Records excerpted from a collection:
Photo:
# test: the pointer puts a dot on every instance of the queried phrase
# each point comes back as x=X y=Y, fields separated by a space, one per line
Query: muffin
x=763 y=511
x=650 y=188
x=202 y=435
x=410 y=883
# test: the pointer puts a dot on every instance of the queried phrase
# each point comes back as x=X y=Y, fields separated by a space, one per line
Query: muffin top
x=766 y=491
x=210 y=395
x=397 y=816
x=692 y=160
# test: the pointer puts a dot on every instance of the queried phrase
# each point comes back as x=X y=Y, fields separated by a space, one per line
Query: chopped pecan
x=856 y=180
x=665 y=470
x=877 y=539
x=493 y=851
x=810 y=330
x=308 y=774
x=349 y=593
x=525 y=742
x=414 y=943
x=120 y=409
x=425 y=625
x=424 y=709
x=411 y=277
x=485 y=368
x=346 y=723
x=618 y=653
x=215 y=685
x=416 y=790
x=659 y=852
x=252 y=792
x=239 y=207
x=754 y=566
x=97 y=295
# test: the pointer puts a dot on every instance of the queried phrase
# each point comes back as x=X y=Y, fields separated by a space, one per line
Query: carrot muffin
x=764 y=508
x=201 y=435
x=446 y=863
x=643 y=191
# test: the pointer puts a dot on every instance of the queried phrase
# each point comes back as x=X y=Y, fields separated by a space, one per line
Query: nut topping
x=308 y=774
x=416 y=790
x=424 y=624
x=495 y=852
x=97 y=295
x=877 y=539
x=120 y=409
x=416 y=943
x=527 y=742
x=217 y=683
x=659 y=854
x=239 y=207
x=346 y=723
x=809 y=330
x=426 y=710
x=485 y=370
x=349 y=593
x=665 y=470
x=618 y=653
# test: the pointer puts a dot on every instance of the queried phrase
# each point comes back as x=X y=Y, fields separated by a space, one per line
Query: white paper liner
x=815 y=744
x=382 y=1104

• _What is needed_
Output everything from the start of the material down to the line containing "x=692 y=160" as a JSON list of strings, one per line, with blank lines left out.

• _Correct answer_
[
  "Photo:",
  "# test: the pointer puts a dot on every instance of the queried phrase",
  "# each point comes back as x=X y=Y, fields separated by a space, one per line",
  "Query: muffin",
  "x=763 y=511",
  "x=650 y=188",
  "x=202 y=435",
  "x=410 y=883",
  "# test: the pointer puts a dot on every instance of the queried phrase",
  "# each point comes back as x=X y=Y, fields separated by a space, one per line",
  "Query: muffin top",
  "x=766 y=491",
  "x=210 y=395",
  "x=397 y=816",
  "x=692 y=160"
]